### [Required task]
Arrange every line of the entries below as a JSON list of strings, one string per line, skipping blank lines. Leave the pictures out.

### [Excerpts of location labeling data]
## start
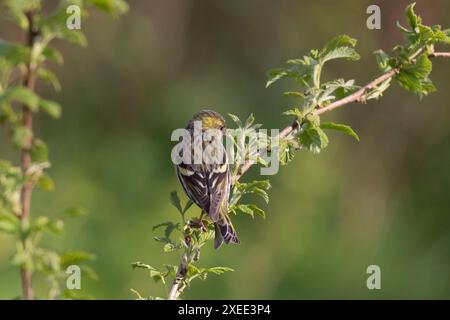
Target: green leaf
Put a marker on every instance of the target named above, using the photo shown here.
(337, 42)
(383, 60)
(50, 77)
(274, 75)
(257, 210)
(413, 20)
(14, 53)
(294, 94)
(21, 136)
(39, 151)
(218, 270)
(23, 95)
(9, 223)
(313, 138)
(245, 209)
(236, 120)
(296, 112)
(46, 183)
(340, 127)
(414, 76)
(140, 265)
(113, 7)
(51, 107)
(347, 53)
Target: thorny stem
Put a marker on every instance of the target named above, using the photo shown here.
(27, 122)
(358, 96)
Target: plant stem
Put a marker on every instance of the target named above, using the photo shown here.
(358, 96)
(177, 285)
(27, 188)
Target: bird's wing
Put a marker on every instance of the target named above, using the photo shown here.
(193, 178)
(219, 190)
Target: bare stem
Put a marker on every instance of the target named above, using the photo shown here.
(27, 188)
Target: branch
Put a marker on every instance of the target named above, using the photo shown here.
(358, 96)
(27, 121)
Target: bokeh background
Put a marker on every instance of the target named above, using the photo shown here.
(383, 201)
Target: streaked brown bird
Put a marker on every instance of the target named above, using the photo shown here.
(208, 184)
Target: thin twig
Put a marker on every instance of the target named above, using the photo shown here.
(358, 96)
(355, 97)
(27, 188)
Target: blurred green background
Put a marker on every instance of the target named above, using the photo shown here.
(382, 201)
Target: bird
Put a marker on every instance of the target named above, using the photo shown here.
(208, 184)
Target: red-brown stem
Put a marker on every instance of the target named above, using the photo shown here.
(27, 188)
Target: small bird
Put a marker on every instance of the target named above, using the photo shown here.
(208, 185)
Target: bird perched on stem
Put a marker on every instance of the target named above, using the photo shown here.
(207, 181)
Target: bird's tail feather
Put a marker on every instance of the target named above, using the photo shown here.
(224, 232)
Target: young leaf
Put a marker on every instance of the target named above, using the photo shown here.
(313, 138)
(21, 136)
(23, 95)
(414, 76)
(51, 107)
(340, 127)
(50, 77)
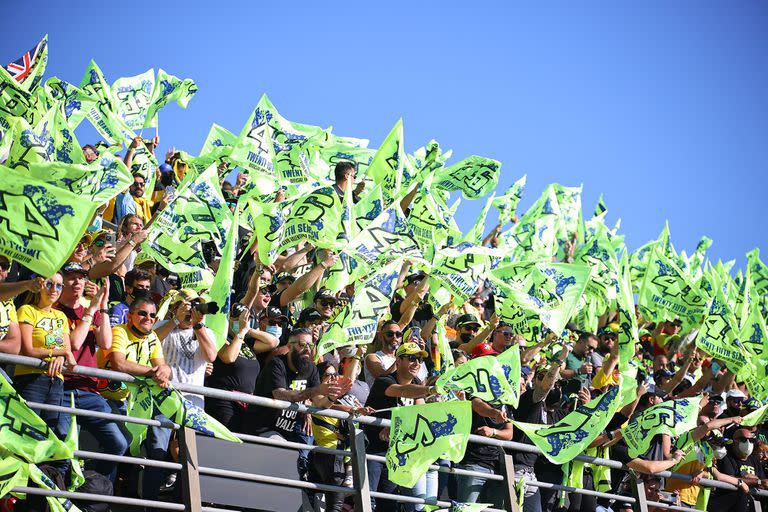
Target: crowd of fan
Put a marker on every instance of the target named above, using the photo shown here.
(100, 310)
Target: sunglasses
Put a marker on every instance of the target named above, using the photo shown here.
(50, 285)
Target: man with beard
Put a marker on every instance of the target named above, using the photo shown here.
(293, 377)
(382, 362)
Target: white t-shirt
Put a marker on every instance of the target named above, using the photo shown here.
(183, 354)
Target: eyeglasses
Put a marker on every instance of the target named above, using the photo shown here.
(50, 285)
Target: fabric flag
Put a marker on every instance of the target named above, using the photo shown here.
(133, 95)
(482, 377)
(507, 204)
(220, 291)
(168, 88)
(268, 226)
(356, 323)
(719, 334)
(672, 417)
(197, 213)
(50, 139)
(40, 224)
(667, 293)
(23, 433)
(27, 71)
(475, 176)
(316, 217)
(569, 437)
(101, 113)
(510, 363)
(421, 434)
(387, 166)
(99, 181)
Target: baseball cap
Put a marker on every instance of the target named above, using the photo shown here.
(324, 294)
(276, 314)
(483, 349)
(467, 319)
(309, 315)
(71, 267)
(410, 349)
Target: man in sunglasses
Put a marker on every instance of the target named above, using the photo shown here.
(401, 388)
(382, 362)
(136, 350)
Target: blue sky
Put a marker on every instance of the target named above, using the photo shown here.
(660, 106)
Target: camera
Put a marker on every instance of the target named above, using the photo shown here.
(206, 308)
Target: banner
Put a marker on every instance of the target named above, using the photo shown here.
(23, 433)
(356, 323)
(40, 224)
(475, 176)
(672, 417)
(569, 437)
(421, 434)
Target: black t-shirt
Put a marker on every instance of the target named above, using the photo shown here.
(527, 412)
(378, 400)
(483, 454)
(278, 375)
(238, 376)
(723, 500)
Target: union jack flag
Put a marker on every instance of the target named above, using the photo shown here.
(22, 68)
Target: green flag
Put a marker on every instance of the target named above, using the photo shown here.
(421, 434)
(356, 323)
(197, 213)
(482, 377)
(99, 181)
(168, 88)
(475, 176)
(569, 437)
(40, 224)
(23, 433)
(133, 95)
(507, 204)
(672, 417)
## end
### [Answer to the exercise]
[
  "Target: green leaf",
  "Put a marker on every instance of the target named above, using the photo shown here.",
  "(337, 42)",
  "(383, 60)",
  "(50, 77)",
  "(274, 75)",
  "(257, 210)",
  "(413, 20)",
  "(14, 53)",
  "(294, 94)",
  "(21, 136)",
  "(39, 151)",
  "(218, 270)",
  "(23, 95)",
  "(9, 223)",
  "(313, 138)",
  "(245, 209)",
  "(236, 120)",
  "(296, 112)",
  "(46, 183)",
  "(340, 127)",
  "(414, 76)",
  "(140, 265)",
  "(113, 7)",
  "(51, 107)",
  "(347, 53)",
  "Target: thorny stem",
  "Put a marker on every instance of the target named above, using the photo shown here.",
  "(27, 122)",
  "(358, 96)",
  "Target: plant stem",
  "Put a marker on every instance of the target named above, using the photo shown here.",
  "(358, 96)",
  "(177, 285)",
  "(27, 188)",
  "Target: bird's wing",
  "Put a marker on every instance of the target named above, using the photo shown here.",
  "(193, 178)",
  "(219, 190)",
  "Target: bare stem",
  "Put a marker on every instance of the target named above, using the photo shown here.",
  "(27, 188)",
  "Target: branch",
  "Put a marker on every instance of the target named above, using the photo shown here.",
  "(358, 96)",
  "(27, 121)",
  "Target: bokeh background",
  "Put a marker on every instance of the target named above, using the photo shown here.",
  "(383, 201)",
  "Target: streaked brown bird",
  "Put a marker on every instance of the target named above, using the photo shown here.",
  "(208, 184)",
  "Target: thin twig",
  "Put a marker on every instance of the target named above, using the photo shown here.",
  "(358, 96)",
  "(355, 97)",
  "(27, 188)",
  "Target: blurred green background",
  "Put a marker on every instance of the target named above, using the photo shown here.",
  "(382, 201)",
  "Target: bird",
  "Put a marker on every instance of the target named above, using the photo shown here.",
  "(208, 184)",
  "Target: red-brown stem",
  "Put a marker on every instance of the target named above, using the photo shown here.",
  "(27, 188)",
  "Target: small bird",
  "Put a marker on every instance of the target named above, using the photo shown here.",
  "(208, 185)",
  "Target: bird perched on stem",
  "Put a marker on every instance of the target named above, using the photo shown here.",
  "(207, 181)",
  "Target: bird's tail feather",
  "Put a marker on every instance of the target named above, using the photo shown here.",
  "(224, 232)",
  "Target: young leaf",
  "Put a marker on every instance of the target named above, using the photo shown here.",
  "(313, 138)",
  "(21, 136)",
  "(23, 95)",
  "(414, 76)",
  "(51, 107)",
  "(340, 127)",
  "(50, 77)",
  "Target: crowd of fan",
  "Put a marker on every instance of the target named above, using the photo shown here.",
  "(100, 310)",
  "Target: sunglasses",
  "Put a marker on every instance of the target named above, using the photo shown here.",
  "(50, 285)",
  "Target: man with beard",
  "Put a marker on every instance of the target named above, using the photo shown here.",
  "(293, 377)",
  "(382, 362)",
  "Target: white t-shirt",
  "Put a marker on every instance of the target named above, using the photo shown here.",
  "(183, 354)",
  "Target: eyeglasses",
  "Put a marker on every instance of the target named above, using the photo shown here.",
  "(50, 285)",
  "Target: fabric flag",
  "Put a marker on every instance of the target named above, using the photo shown here.",
  "(133, 95)",
  "(482, 377)",
  "(507, 204)",
  "(220, 291)",
  "(168, 88)",
  "(268, 226)",
  "(356, 323)",
  "(719, 334)",
  "(672, 417)",
  "(197, 213)",
  "(50, 139)",
  "(40, 224)",
  "(667, 293)",
  "(23, 433)",
  "(27, 71)",
  "(475, 176)",
  "(316, 217)",
  "(569, 437)",
  "(101, 113)",
  "(510, 363)",
  "(421, 434)",
  "(387, 166)",
  "(99, 181)",
  "Target: baseball cap",
  "Put a marker on every instance of the target named above, using the photo shown here.",
  "(324, 294)",
  "(276, 314)",
  "(483, 349)",
  "(467, 319)",
  "(309, 315)",
  "(71, 267)",
  "(410, 349)",
  "Target: man in sunglasses",
  "Put a marker on every instance of the target named above, using the photo shown here.",
  "(401, 388)",
  "(382, 362)",
  "(136, 350)",
  "Target: blue sky",
  "Put a marker on every instance of the target named above, using the photo shown here.",
  "(660, 106)",
  "Target: camera",
  "Put a marker on every instance of the target named above, using the photo shown here.",
  "(206, 308)",
  "Target: banner",
  "Put a marker on every instance of the target named above, using the photo shown here.",
  "(23, 433)",
  "(356, 323)",
  "(40, 224)",
  "(475, 176)",
  "(672, 417)",
  "(569, 437)",
  "(421, 434)",
  "Target: black t-shirt",
  "Put a marker on every instance of the target named above, using the photo shown here.",
  "(527, 412)",
  "(378, 400)",
  "(483, 454)",
  "(278, 375)",
  "(238, 376)",
  "(723, 500)",
  "Target: union jack flag",
  "Put a marker on every instance of the target named above, using the photo shown here.",
  "(22, 68)",
  "Target: green flag",
  "Put a marker on every instance of the target named above, using the photo shown here.",
  "(421, 434)",
  "(356, 323)",
  "(197, 213)",
  "(482, 377)",
  "(99, 181)",
  "(168, 88)",
  "(475, 176)",
  "(569, 437)",
  "(40, 224)",
  "(23, 433)",
  "(133, 95)",
  "(507, 204)",
  "(672, 417)"
]